[Dataset records]
<<<<
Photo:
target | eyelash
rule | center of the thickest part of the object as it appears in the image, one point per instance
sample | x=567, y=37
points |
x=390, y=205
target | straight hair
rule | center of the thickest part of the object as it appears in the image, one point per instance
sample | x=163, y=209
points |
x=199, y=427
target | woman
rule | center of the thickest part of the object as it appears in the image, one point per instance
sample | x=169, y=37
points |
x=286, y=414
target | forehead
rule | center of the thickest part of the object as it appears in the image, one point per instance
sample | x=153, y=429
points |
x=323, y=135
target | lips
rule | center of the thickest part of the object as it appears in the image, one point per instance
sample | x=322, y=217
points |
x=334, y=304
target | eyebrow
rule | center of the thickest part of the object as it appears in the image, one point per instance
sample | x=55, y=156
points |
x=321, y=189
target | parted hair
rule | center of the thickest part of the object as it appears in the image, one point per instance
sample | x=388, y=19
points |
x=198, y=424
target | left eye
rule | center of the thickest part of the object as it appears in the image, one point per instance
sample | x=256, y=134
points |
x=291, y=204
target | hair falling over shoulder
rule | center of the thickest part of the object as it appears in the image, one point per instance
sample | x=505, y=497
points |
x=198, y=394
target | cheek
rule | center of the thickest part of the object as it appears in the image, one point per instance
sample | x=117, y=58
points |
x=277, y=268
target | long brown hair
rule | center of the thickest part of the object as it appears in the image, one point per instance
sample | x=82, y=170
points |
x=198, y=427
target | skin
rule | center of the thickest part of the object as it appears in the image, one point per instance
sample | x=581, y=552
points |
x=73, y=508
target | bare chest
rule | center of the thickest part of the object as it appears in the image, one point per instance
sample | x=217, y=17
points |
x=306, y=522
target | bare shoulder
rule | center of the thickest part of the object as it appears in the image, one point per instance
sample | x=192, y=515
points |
>>>>
What you should do: Print every line of the records above word for word, from first to last, without changing anything.

Task result:
Photo:
target | eyelash
rule | center of the thickest part of the object as it appears in the image, one point per instance
sample | x=567, y=37
points |
x=390, y=205
target | straight hair
rule | center of the thickest part of the object as it appears in the image, one point per instance
sample | x=163, y=209
points |
x=199, y=427
target | woman
rule | center of the thickest part of the object as it appears in the image, one point per instance
sample | x=169, y=37
points |
x=286, y=414
target | forehead
rule | center of the thickest part of the object as it appears in the image, one point per instance
sample | x=153, y=429
points |
x=323, y=135
target | lips
rule | center of the thickest part of the object as it appears in the image, one point per instance
sample | x=322, y=217
points |
x=334, y=304
target | eyebrow
rule | center of the thickest part of the object as it appears in the image, one point per instance
sample | x=55, y=156
points |
x=321, y=189
target | parted hair
rule | center of the thickest part of the object as it appears in the image, one point per instance
sample | x=388, y=19
points |
x=198, y=424
target | left eye
rule | center of the thickest part of the object as it appears in the image, one point per instance
sample | x=256, y=134
points |
x=291, y=204
target | hair falling over shoulder
rule | center of the thickest part of the object as it appears in the image, one point per instance
sample | x=505, y=497
points |
x=198, y=394
target | cheek
rule | center of the thickest part of the object as it appears in the image, one point per instance
sample | x=117, y=58
points |
x=277, y=268
target | long brown hair
rule | center of the thickest part of the object as it appears in the image, one point per instance
sample | x=82, y=170
points |
x=198, y=427
target | skin
rule | center of the thickest part of the object as it appears in the image, one point per instance
sample | x=581, y=552
points |
x=73, y=508
target | bare chest
rule | center of the thickest part of the object as it appears in the image, one point per instance
sample | x=217, y=17
points |
x=306, y=522
target | bare shoulder
rule | center of the thickest part of the object as it appears in the image, one point per instance
sample | x=192, y=515
points |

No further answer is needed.